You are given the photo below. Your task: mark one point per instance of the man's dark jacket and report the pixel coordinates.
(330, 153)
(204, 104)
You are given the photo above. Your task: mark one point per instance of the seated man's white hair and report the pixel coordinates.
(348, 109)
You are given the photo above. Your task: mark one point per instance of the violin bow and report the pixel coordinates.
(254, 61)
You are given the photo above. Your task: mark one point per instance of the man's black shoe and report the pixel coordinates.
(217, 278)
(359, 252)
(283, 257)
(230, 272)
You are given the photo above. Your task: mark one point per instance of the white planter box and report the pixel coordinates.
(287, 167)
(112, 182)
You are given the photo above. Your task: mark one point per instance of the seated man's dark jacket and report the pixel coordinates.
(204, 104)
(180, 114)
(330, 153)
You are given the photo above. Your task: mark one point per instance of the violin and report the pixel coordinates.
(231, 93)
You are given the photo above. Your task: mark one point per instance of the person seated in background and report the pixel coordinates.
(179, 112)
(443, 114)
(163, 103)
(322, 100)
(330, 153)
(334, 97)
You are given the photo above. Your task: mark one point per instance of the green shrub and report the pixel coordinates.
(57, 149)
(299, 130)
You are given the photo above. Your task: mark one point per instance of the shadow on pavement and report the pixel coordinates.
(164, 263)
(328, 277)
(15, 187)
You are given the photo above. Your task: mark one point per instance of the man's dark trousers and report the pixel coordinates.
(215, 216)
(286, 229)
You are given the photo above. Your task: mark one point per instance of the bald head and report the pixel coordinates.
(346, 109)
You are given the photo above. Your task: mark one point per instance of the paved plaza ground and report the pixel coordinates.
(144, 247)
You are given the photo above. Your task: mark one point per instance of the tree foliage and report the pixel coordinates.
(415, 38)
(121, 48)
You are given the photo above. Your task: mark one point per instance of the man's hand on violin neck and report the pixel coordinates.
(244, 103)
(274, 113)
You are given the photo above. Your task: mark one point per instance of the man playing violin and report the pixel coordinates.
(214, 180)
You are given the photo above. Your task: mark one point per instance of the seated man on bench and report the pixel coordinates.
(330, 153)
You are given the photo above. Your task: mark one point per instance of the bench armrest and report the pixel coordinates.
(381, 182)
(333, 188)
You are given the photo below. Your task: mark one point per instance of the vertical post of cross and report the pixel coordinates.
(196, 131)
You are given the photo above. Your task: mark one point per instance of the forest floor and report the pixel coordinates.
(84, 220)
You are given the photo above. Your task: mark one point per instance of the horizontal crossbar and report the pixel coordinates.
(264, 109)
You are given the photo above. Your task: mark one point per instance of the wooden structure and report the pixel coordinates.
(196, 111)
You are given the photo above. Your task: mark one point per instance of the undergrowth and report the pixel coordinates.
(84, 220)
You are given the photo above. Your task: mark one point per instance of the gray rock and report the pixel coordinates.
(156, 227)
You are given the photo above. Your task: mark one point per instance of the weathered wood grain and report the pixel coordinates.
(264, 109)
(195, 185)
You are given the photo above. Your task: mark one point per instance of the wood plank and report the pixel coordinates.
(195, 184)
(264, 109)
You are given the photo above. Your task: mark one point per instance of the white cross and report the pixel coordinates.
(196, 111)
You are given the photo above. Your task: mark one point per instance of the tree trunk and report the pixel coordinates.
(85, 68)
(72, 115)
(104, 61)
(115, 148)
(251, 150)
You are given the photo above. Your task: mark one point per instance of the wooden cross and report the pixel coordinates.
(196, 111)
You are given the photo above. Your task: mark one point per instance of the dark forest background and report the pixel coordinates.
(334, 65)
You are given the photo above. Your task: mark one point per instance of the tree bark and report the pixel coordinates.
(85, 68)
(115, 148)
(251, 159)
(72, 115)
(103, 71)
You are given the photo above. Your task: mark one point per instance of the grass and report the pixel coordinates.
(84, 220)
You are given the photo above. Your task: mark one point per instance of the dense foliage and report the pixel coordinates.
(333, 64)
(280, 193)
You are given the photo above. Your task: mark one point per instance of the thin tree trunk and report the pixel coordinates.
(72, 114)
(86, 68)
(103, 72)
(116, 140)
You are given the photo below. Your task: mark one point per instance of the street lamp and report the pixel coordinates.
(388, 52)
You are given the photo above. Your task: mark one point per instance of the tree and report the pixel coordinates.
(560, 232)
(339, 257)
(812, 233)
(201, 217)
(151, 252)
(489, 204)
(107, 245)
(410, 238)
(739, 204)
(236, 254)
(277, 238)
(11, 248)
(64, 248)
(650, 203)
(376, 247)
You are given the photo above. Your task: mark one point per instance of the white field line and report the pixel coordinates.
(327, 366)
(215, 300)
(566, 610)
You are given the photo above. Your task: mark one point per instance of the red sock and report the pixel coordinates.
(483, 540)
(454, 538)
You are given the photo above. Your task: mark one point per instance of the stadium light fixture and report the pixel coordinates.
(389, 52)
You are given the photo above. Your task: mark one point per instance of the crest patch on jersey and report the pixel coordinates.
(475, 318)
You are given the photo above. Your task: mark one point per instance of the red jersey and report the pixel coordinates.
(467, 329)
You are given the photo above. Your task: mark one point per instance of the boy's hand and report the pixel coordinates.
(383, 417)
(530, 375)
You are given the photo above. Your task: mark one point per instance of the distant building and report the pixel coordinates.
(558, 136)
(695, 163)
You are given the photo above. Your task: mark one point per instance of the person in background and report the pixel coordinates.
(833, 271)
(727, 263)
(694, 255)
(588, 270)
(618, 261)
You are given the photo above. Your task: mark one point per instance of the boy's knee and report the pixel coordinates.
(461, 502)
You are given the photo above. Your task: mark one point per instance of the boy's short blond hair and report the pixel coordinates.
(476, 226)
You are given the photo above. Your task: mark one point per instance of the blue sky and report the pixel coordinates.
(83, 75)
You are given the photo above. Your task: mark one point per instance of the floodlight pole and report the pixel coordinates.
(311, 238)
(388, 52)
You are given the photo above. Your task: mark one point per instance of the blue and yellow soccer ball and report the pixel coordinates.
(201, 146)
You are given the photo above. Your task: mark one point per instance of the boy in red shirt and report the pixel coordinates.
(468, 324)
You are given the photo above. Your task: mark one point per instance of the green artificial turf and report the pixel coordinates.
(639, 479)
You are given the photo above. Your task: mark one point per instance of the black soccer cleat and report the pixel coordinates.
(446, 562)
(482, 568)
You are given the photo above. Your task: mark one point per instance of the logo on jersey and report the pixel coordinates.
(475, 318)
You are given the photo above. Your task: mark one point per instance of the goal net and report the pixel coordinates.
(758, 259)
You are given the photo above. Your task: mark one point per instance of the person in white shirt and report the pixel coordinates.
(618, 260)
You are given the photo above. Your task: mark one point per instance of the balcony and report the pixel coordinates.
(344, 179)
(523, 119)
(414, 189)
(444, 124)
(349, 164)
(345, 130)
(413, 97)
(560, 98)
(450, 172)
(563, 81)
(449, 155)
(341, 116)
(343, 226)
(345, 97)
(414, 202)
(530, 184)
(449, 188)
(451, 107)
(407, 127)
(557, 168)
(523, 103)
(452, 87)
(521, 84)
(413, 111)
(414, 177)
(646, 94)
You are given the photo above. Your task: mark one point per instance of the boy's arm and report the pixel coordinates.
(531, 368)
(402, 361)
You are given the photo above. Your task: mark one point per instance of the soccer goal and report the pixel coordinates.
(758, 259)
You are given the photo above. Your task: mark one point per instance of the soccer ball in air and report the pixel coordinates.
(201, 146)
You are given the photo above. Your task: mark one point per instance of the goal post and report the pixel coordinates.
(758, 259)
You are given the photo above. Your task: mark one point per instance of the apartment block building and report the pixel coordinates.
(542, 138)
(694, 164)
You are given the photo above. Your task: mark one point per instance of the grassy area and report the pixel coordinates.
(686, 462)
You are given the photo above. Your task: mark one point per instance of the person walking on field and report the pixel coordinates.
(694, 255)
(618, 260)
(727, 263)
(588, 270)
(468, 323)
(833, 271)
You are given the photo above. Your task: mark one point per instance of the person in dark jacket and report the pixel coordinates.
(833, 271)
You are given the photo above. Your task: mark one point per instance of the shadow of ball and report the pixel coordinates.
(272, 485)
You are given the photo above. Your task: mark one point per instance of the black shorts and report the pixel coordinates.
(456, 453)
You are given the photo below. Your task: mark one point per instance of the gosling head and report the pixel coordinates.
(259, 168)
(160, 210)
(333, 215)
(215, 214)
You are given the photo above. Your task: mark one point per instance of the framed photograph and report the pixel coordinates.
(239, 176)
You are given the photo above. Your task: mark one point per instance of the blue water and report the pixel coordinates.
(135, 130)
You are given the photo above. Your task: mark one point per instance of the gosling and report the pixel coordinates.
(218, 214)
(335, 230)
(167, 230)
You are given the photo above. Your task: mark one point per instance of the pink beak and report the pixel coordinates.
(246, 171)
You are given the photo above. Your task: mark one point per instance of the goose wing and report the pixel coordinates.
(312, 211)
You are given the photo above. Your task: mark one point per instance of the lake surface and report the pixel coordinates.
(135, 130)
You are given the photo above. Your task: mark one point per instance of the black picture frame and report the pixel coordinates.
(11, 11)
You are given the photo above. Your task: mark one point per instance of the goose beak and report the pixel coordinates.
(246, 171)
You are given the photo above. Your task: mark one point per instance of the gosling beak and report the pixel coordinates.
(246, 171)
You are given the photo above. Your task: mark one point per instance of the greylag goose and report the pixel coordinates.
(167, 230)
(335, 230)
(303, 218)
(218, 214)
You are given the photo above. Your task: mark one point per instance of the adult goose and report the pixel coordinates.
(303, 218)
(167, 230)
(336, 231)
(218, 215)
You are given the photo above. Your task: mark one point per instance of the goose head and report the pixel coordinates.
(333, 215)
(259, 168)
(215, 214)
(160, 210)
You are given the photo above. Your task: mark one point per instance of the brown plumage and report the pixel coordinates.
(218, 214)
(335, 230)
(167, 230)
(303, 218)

+--

**Task brief:** Everything from the line containing "pink beak and report the pixel coordinates." through the last line of the records must be given again exactly; leave out all other lines.

**Complete response:**
You are given the photo above. Your task: mark one point per instance of the pink beak and report the pixel coordinates.
(246, 171)
You are given the photo above. Your task: mark one point per instance of the goose wing and report the pixel coordinates.
(312, 211)
You are given the photo above. Your task: mark one point per instance of the lake surface and report the pixel coordinates.
(135, 130)
You are given the photo above. Your task: mark one point per instance of the black picture frame and report the pixel coordinates.
(11, 11)
You are given the photo above. Your task: mark one point per instance of the goose beak and report the pixel coordinates.
(246, 171)
You are given the photo above. Your task: mark one point per instance of the gosling beak and report the pixel coordinates.
(246, 171)
You are given the photo above. Your task: mark one point per instance of the greylag goose and report the pixel coordinates.
(167, 230)
(335, 230)
(303, 218)
(218, 214)
You are given the photo above. Your task: mark one point per instance of the adult goose and report the pixel coordinates.
(303, 218)
(167, 230)
(336, 231)
(218, 215)
You are given the photo above. Your task: mark one point per instance of the goose head and report the pixel coordinates.
(333, 215)
(259, 168)
(215, 214)
(160, 210)
You are given the photo above. Your task: mark one point per instance of the brown plumage and report the pixel coordinates.
(218, 214)
(335, 230)
(167, 230)
(303, 218)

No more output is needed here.